The Resurrection: Objection 1: The disciples stole the body

According to the Gospel of Matthew, the first objection to Christ’s resurrection was that the disciples stole the body.  The guards at Jesus’ tomb went to the chief priests and elders with startling news involving angels and an empty tomb.  We read a brief account of what transpired at this meeting:

And when they had assembled with the elders and taken counsel, they gave a sufficient sum of money to the soldiers and said, “Tell people, ‘His disciples came by night and stole him away while we were asleep.’  And if this comes to the governor’s ears, we will satisfy him and keep you out of trouble.”  So they took the money and did as they were directed.  And this story has been spread among the Jews to this day. (Matt. 28:12-15 English Standard Version)

Earlier the chief priests had requested of Pilate that Jesus’ tomb be made secure.  Knowing that Jesus had taught he would rise in three days, they feared his body would be taken by his followers, who would then proclaim him raised.  So Pilate granted they use the temple guard (Roman soldiers assigned to the temple) to put a seal on the tomb and to watch it. (cf. Matt. 27:62-66)

Amazingly, the stolen body theory continues to prevail as a favorite among skeptics.   Indeed, it is the most natural objection considering the circumstances of the crucifixion.  After all, it is supposed, since dead people do not come back to life, and since Jesus’ followers considered him the Messiah, and considering Jesus himself spoke of being raised again, it is most probable that after Jesus’ death the disciples came and took his body and then proclaimed him alive. 

To most, this is a reasonable explanation.  But it is only reasonable because those who put forth the argument have not considered the evidence carefully.   When the facts are weighed, it becomes clear that it is highly improbable that the disciples stole Jesus’ body.  The naturalistic assumptions behind the disbelief in resurrections will be dealt with in a later post.  For now let’s consider why the objection at hand is faulty.  First, I will lay out some facts relevant to the discussion, and then proceed to build my case.

Fact #1:  Jesus of Nazareth was crucified under Pontius Pilate.  

Fact #2:  Jesus was buried in a tomb.  

Fact #3:  This same tomb was found empty.  

Fact #4:  The disciples immediately began proclaiming Jesus to be resurrected.

These facts are well established and affirmed by virtually all NT scholars.  With these in view as a foundation, the following arguments will be offered:

 1.       The Roman guards would have never allowed the disciples to steal the body.  In addition to being highly trained soldiers, falling asleep on the job or being otherwise derelict in duty was punishable by death.  No amount of cleverness or bargaining would sway the soldiers.  One could posit that the disciples came in such numbers and force that the guard was overpowered.  But this fails for three reasons.  First, such an occurrence would likely have either greatly injured or killed the guard, making their later report to the chief priests unlikely.  Second, such an act would have been met with swift and severe punishment by the Roman authorities.  The ‘Jesus movement’ would have been squashed immediately.   Third, violence neither marked Jesus’ teachings nor the teachings of his earliest followers.  It is incredibly unlikely his followers could commit such an act and then turn around and spread his love.

Given exercise 1:
Count the lines of the records below that contain the string "background", and give only the number.

Coordinate annotation data
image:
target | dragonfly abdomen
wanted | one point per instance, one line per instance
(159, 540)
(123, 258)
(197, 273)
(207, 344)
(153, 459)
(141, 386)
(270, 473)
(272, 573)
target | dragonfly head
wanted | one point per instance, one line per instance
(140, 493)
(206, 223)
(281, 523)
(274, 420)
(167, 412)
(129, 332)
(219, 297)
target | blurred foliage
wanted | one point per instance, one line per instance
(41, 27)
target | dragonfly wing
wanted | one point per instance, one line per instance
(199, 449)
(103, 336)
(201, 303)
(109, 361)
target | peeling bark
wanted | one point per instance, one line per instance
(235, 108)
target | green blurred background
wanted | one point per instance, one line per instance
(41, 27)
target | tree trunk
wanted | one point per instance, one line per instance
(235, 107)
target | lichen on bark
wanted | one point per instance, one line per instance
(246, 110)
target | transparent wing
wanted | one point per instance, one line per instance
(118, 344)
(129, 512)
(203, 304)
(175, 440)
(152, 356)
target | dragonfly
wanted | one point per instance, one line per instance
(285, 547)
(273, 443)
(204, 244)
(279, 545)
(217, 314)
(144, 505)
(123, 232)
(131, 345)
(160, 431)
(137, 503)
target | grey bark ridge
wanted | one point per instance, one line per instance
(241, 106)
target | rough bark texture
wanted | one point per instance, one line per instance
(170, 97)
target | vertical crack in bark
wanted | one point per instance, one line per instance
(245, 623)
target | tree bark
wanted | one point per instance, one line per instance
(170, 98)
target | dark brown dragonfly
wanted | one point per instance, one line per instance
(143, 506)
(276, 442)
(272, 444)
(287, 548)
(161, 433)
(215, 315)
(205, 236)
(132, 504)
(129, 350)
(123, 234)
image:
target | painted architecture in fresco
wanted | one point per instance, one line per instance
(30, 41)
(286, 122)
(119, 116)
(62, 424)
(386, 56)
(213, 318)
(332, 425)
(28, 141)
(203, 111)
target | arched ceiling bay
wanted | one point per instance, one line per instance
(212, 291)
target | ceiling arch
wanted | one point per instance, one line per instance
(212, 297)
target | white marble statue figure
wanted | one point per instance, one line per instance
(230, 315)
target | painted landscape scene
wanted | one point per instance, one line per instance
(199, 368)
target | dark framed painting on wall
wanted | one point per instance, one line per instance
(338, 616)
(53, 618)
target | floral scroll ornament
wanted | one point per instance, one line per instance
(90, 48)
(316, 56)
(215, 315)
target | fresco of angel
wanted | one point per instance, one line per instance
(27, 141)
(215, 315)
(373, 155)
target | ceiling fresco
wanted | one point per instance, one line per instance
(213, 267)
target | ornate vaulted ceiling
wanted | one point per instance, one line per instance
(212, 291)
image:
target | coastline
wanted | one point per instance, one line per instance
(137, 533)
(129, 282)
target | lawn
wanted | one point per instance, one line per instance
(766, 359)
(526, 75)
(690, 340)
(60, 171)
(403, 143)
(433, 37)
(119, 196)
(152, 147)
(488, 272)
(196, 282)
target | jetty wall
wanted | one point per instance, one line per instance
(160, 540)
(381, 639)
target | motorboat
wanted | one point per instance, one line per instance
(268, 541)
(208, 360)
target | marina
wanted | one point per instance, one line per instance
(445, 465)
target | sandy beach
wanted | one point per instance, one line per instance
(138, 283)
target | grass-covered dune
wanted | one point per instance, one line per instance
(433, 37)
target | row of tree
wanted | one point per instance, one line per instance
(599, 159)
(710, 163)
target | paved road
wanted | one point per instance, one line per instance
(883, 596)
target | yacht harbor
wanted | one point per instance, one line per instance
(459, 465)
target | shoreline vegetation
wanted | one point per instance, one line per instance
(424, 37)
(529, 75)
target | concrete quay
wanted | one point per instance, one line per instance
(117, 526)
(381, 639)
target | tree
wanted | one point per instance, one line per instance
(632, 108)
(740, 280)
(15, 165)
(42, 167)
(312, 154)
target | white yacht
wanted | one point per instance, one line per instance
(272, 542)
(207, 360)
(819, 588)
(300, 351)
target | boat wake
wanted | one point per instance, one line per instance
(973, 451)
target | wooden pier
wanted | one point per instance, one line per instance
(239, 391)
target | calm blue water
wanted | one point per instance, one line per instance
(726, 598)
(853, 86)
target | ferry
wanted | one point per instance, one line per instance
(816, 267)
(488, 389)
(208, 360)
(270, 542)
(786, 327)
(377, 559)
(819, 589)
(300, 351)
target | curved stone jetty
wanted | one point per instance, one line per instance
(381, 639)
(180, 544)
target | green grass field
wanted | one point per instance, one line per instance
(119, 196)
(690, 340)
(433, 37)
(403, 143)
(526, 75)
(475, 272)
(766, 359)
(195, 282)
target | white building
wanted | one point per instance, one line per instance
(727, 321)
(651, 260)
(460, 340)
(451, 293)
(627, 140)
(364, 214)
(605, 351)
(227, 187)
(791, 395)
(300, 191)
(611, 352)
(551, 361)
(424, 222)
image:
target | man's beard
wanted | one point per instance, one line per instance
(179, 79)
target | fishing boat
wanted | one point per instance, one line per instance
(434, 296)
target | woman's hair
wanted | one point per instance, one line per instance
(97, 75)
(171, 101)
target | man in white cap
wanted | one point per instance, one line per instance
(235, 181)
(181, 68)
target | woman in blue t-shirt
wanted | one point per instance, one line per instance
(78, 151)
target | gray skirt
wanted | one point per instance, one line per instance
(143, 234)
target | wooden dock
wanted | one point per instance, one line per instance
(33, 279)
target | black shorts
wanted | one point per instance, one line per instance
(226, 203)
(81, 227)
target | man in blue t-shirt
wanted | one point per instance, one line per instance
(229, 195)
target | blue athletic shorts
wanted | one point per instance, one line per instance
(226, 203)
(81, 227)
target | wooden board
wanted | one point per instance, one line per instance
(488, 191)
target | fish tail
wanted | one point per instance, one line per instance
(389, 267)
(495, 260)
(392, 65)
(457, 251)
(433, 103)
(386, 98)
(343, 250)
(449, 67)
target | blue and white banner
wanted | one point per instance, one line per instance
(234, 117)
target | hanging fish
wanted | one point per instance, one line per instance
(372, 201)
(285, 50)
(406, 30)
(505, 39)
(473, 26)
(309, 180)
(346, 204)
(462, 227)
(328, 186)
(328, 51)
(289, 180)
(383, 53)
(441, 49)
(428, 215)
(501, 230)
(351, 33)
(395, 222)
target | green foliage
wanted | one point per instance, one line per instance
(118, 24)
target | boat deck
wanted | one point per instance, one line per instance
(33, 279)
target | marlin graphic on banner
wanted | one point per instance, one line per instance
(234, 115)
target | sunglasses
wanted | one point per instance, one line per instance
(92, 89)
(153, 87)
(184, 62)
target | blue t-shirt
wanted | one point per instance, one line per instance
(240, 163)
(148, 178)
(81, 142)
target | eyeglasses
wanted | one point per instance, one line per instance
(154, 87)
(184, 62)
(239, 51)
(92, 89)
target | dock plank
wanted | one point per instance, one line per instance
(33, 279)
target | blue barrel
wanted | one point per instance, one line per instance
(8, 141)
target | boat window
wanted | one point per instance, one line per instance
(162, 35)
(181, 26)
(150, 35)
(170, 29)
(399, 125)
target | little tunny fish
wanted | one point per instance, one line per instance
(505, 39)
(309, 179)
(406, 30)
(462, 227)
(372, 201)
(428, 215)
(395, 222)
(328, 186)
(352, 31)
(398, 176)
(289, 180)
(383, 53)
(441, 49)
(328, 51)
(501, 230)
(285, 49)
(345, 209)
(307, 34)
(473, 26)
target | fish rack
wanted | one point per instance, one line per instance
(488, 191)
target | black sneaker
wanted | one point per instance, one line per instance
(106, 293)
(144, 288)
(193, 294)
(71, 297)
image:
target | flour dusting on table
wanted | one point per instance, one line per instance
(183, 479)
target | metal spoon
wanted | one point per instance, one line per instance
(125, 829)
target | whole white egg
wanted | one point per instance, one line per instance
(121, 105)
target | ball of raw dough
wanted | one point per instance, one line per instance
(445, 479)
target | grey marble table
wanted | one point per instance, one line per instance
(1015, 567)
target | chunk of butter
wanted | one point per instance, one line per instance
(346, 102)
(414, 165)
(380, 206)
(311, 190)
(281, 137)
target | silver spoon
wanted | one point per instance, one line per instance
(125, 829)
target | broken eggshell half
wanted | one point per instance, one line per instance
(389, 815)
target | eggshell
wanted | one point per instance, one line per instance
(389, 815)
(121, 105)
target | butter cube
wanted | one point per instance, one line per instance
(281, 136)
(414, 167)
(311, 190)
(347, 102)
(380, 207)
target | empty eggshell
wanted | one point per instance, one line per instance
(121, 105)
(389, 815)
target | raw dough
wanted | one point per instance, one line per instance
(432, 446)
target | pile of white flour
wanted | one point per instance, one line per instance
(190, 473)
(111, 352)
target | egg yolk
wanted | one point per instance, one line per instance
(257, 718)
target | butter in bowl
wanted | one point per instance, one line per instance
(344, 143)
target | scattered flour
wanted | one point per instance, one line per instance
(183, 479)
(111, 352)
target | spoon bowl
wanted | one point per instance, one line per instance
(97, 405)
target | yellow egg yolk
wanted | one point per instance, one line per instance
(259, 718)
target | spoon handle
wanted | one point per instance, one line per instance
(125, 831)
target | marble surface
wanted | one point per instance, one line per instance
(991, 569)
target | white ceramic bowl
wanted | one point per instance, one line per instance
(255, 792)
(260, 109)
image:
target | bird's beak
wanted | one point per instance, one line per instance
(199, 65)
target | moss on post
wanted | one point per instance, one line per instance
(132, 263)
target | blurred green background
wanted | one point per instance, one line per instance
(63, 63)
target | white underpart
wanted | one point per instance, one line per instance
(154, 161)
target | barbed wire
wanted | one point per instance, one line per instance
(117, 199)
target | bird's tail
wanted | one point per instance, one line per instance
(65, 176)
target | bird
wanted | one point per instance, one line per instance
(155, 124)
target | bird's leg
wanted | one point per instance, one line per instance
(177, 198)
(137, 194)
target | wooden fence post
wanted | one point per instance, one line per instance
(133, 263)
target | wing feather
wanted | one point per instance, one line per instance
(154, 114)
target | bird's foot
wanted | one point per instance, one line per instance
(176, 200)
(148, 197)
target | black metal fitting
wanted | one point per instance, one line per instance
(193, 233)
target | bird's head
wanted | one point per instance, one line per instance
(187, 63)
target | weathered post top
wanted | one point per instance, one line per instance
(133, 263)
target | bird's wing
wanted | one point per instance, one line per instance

Given exercise 2:
Copy the passage on the stolen-body objection, starting with "And when they" and going on through "(cf. Matt. 27:62-66)", and replace "soldiers" with "sentries" wherever it occurs.

Worked answer 1:
2

Worked answer 2:
And when they had assembled with the elders and taken counsel, they gave a sufficient sum of money to the sentries and said, “Tell people, ‘His disciples came by night and stole him away while we were asleep.’  And if this comes to the governor’s ears, we will satisfy him and keep you out of trouble.”  So they took the money and did as they were directed.  And this story has been spread among the Jews to this day. (Matt. 28:12-15 English Standard Version)

Earlier the chief priests had requested of Pilate that Jesus’ tomb be made secure.  Knowing that Jesus had taught he would rise in three days, they feared his body would be taken by his followers, who would then proclaim him raised.  So Pilate granted they use the temple guard (Roman sentries assigned to the temple) to put a seal on the tomb and to watch it. (cf. Matt. 27:62-66)